DATA ENTRIES:
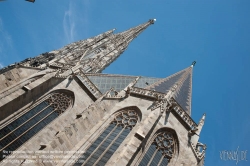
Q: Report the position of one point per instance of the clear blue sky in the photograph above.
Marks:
(215, 33)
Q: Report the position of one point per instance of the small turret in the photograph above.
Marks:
(196, 132)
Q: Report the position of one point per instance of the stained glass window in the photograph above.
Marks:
(26, 126)
(160, 151)
(108, 142)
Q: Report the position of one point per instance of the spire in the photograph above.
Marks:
(196, 136)
(91, 55)
(178, 86)
(127, 36)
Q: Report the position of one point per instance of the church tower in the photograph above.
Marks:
(59, 109)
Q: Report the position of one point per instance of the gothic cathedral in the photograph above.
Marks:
(59, 109)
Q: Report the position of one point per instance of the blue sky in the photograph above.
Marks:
(214, 33)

TASK DIRECTIONS:
Print all of the entries above again word for word, leaving out the pictures.

FINISHED ANSWER:
Q: Report the position of one point per instance of the clear blue sky in the photograph above.
Marks:
(215, 33)
Q: Report the position of one point per instance of the small turret in the photograph above.
Marks:
(196, 132)
Q: Report the position of one point per instance of the stained glass window in the photograph above.
Marks:
(26, 126)
(160, 151)
(108, 142)
Q: Report the position of one point per instance of the spire in the photograph above.
Marks:
(196, 136)
(91, 55)
(178, 86)
(127, 36)
Q: Report the position of one point per instance of the church tower in the photograph above.
Marks:
(59, 109)
Q: Report the position of one point per instance of the gothic cathedral in the photograph above.
Marks:
(59, 109)
Q: Report the position of one point per instance of the blue sky in the photograph above.
Marks:
(214, 33)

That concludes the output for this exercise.